### Passage to read
>> Begin

- Born: Marvin Lee Eastman June 8, 1971 (age 55) Merced, California, United States
- Other names: The Beastman
- Height: 1.75 m (5 ft 9 in)
- Weight: 94.1 kg (207 lb; 14.82 st)
- Division: Heavyweight Light Heavyweight Middleweight
- Reach: 75 in (191 cm)
- Stance: Orthodox
- Team: Master Toddy's Muay Thai Center Lewis/Pederneiras Vale Tudo J-Sect MMA
- Trainer: Master Toddy
- Years active: 2000–2013

Kickboxing record
- Total: 26
- Wins: 17
- By knockout: 10
- Losses: 9

Mixed martial arts record
- Total: 34
- Wins: 18
- By knockout: 7
- By submission: 1
- By decision: 10
- Losses: 15
- By knockout: 7
- By submission: 2
- By decision: 6
- Draws: 1

Other information
- University: Merced College University of Nevada, Las Vegas
- Children: 2
- Boxing record from BoxRec
- Mixed martial arts record from Sherdog

= Marvin Eastman =

American kickboxer and MMA fighter (born 1971)

Marvin Lee Eastman (born June 8, 1971) is an American retired professional mixed martial artist and kickboxer. A professional MMA competitor from 2000 until 2013, he competed in K-1, the Ultimate Fighting Championship (UFC), World Fighting Alliance (WFA), Maximum Fighting Championship (MFC), Shooto, and King of the Cage (KOTC), where he was Super Heavyweight Champion.

==Background==

Marvin Eastman was born and raised in Merced, California, where he grew up wrestling and playing football. Eastman began wrestling with his older brother's junior varsity team at an early age, going on to dominate for the Merced High School wrestling team, going undefeated (42–0) in his senior year and winning the California State Wrestling Championship at the 86.6 kilogram/191-pound weight-class. Eastman then continued playing football in college for the Merced College team, where he earned All-American honors, in his two years at the school. He was then offered a full scholarship to play football for the University of Washington but ultimately decided to sign with University of Nevada, Las Vegas, where he excelled in two seasons as a running back and fullback for the Running Rebels. Eastman signed with the Calgary Stampeders of the Canadian Football League but never played in a game for them. Eastman then decided that he wanted to challenge himself in the rising world of mixed martial arts, and began training in Muay Thai.

==Career==
Eastman made his MMA debut with King of the Cage in June 2000. He won three straight, including a win over future UFC champion Quinton "Rampage" Jackson before losing to Vernon White.

Following his loss to White, Eastman fought future UFC Middleweight Champion Rich Franklin at the World Fighting Alliance's first event, Franklin won by armbar in the first round. Eastman rebounded in the next two WFA events with wins over Alex Stiebling and Tommy Sauer. On August 17, 2002, he caused an upset by defeating four-time world champion Duke Roufus in his first foray into K-1 kickboxing on the K-1 World Grand Prix 2002 in Las Vegas undercard. Roufus was dominant for the first two rounds although Eastman did score a flash knockdown when he caught a low kick and countered with a right cross in the second. Then, in the third and final round, Eastman completed the comeback, landing two knees to Roufus' body and putting him away for good.

>> End

### Your tasks
[a] Transcribe everything in the Marvin Eastman article from "- Born: Marvin" down to "in (191 cm)".
[b] According to the Marvin Eastman article, which Canadian Football League team did Eastman sign with?
[c] Resume the Marvin Eastman article, picking up after its final sentence.

Dataset excerpt:
>> Begin

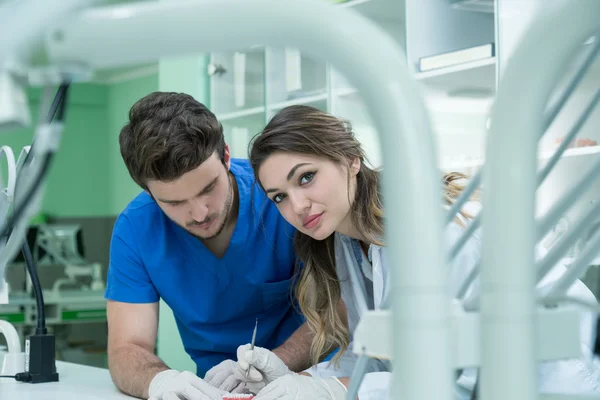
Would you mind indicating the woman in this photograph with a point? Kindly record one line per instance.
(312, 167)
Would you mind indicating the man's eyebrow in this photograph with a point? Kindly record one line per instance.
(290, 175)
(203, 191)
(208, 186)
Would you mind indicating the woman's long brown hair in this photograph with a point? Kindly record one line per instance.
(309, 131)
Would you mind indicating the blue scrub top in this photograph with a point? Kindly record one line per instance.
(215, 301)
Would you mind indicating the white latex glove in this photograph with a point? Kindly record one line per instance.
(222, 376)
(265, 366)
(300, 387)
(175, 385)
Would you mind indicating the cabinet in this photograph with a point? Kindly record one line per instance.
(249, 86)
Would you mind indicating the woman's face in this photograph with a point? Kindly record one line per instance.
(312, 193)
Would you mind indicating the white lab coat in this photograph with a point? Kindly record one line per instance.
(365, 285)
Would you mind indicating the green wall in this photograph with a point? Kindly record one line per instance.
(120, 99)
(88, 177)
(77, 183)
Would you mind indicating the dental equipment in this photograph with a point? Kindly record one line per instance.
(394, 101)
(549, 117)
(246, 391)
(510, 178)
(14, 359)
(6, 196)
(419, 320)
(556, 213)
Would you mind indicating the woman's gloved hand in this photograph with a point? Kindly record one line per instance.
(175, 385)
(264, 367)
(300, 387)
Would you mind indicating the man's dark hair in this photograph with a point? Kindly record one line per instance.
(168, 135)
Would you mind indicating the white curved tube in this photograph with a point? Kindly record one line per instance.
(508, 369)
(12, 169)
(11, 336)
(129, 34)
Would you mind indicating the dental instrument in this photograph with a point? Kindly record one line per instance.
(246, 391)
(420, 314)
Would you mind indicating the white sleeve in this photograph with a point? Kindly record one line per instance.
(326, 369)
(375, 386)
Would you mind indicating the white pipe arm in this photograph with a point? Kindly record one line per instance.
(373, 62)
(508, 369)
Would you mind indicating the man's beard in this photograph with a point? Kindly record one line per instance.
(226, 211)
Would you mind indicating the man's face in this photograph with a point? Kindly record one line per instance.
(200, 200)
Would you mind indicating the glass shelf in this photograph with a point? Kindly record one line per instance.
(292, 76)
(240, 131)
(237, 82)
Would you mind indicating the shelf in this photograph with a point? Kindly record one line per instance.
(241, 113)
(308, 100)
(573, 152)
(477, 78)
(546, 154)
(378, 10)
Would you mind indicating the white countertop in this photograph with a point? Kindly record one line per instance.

>> End
>> Begin

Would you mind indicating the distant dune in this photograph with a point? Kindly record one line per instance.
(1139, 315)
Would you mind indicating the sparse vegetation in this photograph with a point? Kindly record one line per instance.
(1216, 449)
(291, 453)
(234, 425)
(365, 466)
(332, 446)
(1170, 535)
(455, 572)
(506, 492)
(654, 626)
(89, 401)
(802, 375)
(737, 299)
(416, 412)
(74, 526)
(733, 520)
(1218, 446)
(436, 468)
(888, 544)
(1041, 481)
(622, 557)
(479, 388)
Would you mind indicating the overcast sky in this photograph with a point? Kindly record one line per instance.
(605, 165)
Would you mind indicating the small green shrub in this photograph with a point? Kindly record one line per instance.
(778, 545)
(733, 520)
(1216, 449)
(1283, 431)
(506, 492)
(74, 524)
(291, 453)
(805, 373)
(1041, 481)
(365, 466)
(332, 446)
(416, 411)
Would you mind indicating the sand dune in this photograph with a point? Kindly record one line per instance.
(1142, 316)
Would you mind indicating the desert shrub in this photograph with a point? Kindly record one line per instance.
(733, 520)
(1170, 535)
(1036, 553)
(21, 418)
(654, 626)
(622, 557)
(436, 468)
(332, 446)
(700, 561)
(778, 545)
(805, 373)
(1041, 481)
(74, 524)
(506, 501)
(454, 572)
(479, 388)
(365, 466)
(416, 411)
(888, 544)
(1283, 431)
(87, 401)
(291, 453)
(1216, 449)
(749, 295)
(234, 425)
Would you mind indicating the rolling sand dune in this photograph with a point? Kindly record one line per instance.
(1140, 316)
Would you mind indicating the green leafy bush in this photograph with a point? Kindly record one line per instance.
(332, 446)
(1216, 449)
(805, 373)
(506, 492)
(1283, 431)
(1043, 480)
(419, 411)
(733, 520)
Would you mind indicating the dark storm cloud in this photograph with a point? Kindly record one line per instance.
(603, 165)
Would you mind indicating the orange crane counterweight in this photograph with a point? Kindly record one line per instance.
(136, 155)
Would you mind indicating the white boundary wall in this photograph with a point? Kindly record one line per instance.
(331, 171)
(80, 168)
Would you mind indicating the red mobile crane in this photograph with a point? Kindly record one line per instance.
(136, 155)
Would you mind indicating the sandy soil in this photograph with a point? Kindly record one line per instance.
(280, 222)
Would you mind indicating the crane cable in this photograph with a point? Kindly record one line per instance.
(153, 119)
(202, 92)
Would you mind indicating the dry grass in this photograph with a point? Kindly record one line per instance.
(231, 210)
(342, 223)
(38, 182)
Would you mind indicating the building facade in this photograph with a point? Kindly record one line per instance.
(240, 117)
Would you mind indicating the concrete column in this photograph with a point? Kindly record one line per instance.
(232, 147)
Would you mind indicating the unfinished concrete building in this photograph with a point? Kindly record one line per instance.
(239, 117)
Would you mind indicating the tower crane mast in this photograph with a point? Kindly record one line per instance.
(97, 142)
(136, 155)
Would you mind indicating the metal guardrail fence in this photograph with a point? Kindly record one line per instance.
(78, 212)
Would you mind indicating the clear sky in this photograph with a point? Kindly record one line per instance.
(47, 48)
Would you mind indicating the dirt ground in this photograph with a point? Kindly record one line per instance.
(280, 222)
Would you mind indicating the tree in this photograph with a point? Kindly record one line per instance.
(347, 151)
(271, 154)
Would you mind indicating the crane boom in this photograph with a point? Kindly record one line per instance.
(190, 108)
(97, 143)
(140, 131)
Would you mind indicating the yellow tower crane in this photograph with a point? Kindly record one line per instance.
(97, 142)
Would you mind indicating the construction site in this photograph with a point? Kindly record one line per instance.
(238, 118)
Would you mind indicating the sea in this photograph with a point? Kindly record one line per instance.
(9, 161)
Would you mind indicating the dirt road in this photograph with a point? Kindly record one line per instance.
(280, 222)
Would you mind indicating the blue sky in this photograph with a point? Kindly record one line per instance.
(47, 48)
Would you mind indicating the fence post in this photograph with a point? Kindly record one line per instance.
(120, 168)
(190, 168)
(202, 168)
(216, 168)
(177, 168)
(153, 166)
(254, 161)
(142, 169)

>> End

### Task answers
[a]
- Born: Marvin Lee Eastman June 8, 1971 (age 55) Merced, California, United States
- Other names: The Beastman
- Height: 1.75 m (5 ft 9 in)
- Weight: 94.1 kg (207 lb; 14.82 st)
- Division: Heavyweight Light Heavyweight Middleweight
- Reach: 75 in (191 cm)

[b] The Calgary Stampeders.

[c]
Eastman made his Ultimate Fighting Championship debut at UFC 43 against another future UFC Light heavyweight titlist Vitor Belfort, Belfort delivered a knee to Eastman's forehead that dropped him resulting in quite possibly the largest cut in recorded mixed martial art history, thus losing via technical knockout due to strikes in just 1 minute 7 seconds of the very first round. He then returned to King of the Cage to defeat Vernon White via unanimous decision in a rematch. He also made a return to K-1 and competed in the K-1 World Grand Prix 2004 in Las Vegas I tournament on April 30, 2004. Against Michael McDonald in the quarter-finals, he dropped the Canadian in round one but was then floored three times himself in round two to lose by TKO. In his third and final outing in the promotion, Eastman fought Ray Sefo in a non-tournament bout at the K-1 World Grand Prix 2004 in Las Vegas II on August 7, 2004. Both men traded heavy leather early on and Eastman took a time out after being poked in the eye by Sefo's toes during a high kick attempt. Immediately following the restart, Sefo swarmed on Eastman and forced the referee to call off the fight. The crowd in attendance booed the stoppage and Eastman himself protested, apparently seeing Sefo's quick attack as sucker punching. Both fighters traded verbal insults and Eastman then attacked Sefo only to be punched to the canvas. As both sets of cornermen got caught up in the ruckus, Nevada Athletic Commission officials were needed to break up the brawl.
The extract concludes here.